Les noms des mois et des jours furent conçus par le poète Fabre d'Églantine avec l'aide d'André Thouin, jardinier du jardin des plantes du muséum national d’histoire naturelle. Chaque nom de mois rappelle un aspect du climat français (décembre, nivôse en rapport avec le thème de la neige) ou des moments importants de la vie paysanne (septembre, vendémiaire, les vendanges). Chaque jour était caractérisé par le nom d'un produit agricole, d'une plante, d'un animal ou d'un outil en lieu et place des noms de saints du calendrier traditionnel[5]. De ce fait, ce calendrier, que ses concepteurs voulaient « universel », était fortement lié à son pays d'origine et au poids économique que représentaient les activités agricoles à l'époque[6].
En 1796, Louis Lafitte fournit douze dessins du Calendrier républicain. Il produit aussi des décorations peintes sur papier huilé, destinées à être éclairées et vues par transparence.
L'année du calendrier républicain était découpée en douze mois de trente jours chacun (soit 360 jours), plus cinq (ou six jours les années bissextiles) ajoutés en fin d'année pour qu'elle reste alignée avec l'année tropique (environ 365,242 189 8 jours pour l'année tropique contre 365,242 25 jours pour l'année du Calendrier républicain). Chaque mois était découpé en trois décades. La journée devait être découpée suivant le système décimal « de minuit à minuit » ; elle comportait dix heures découpées en dix parties elles-mêmes décomposables en dix parties, ainsi de suite « jusqu’à la plus petite portion commensurable de la durée ». Cette division décimale de la journée ne fut jamais appliquée et fut abolie en 1795 (entre l'an III et l'an IV). La notion de mois, attachée au cycle lunaire, est donc conservée mais celle de semaine, considérée comme d'origine biblique, même si elle correspond grossièrement à un quart du cycle lunaire, disparaît.
Le calendrier a produit des années sextiles (contenant six jours complémentaires - les « sanculottides ») les années III, VII, et XI par ajout d'un jour à la fin de l'année, donc un sixième jour complémentaire. Ce jour s'appelait le « jour de la Révolution », qui marquait la fin d'une franciade et qu'on célébrait comme une fête nationale.
Les six jours complémentaires de fin d'année, parfois appelés sans-culottides ou sanculottides :
Chaque mois est divisé en trois décades[7] (semaines de 10 jours), et chacun des jours porte chronologiquement les noms suivants : Primidi[8], Duodi, Tridi, Quartidi, Quintidi, Sextidi, Septidi, Octidi, Nonidi et Décadi.
Chaque jour de l'année a un nom propre, les noms des saints du calendrier grégorien ayant été remplacés par des noms de fruits, de légumes, d'animaux, d'instruments, etc.[9]
Les quintidis ont reçu des noms d'animaux communs (pas forcément domestiques : lièvre), tandis que les décadis prenaient des noms d'instruments paysans[10].
« L'idée première qui nous a servi de base, est de consacrer, par le calendrier, le système agricole, & d'y ramener la nation, en marquant les époques & les fractions de l'année par des signes intelligibles ou visibles pris dans l'agriculture & l'économie rurale. (…)

• [Données sources]

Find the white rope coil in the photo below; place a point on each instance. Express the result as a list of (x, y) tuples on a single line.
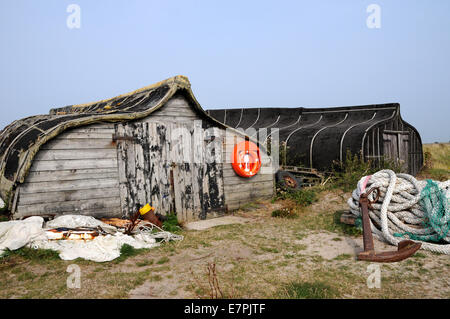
[(398, 210)]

• [Objectif A]
Répondez aux questions suivantes d'après le texte sur le calendrier républicain.
(i) Quel poète a conçu les noms des mois et des jours avec l'aide d'André Thouin ?
(ii) En combien de décades chaque mois était-il découpé ?
(iii) Quel type de noms les décadis ont-ils reçu ?
• [Objectif B] Traduisez en anglais cette phrase du texte sur le calendrier républicain : « En 1796, Louis Lafitte fournit douze dessins du Calendrier républicain. »
• [Objectif C] Poursuivez le texte sur le calendrier républicain à partir de sa dernière phrase.

• [Réponse A]
(i) Fabre d'Églantine.
(ii) En trois décades.
(iii) Des noms d'instruments paysans.

• [Réponse B] In 1796, Louis Lafitte provided twelve drawings of the Republican Calendar.

• [Réponse C]
Le calendrier étant une chose à laquelle on a si souvent recours, il faut profiter de la fréquence de cet usage, pour glisser parmi le peuple les notions rurales élémentaires, pour lui montrer les richesses de la nature, pour lui faire aimer les champs, & lui désigner, avec méthode, l'ordre des influences du ciel & des productions de la terre.
Les prêtres avaient assigné à chaque jour de l'année, la commémoration d'un prétendu saint : ce catalogue ne présentait ni utilité, ni méthode ; il était le répertoire du mensonge, de la duperie ou du charlatanisme.
Nous avons pensé que la nation, après avoir chassé cette foule de canonisés de son calendrier, devait y retrouver en place tous les objets qui composent la véritable richesse nationale, les dignes objets, sinon de son culte, au moins de sa culture ; les utiles productions de la terre, les instruments dont nous nous servons pour la cultiver, & les animaux domestiques, nos fidèles serviteurs dans ces travaux ; animaux bien plus précieux, sans doute, aux yeux de la raison, que les squelettes béatifiés tirés des catacombes de Rome.
En conséquence, nous avons rangé par ordre dans la colonne de chaque mois, les noms des vrais trésors de l'économie rurale. Les grains, les pâturages, les arbres, les racines, les fleurs, les fruits, les plantes, sont disposés dans le calendrier, de manière que la place & le quantième que chaque production occupe est précisément le temps & le jour où la nature nous en fait présent. »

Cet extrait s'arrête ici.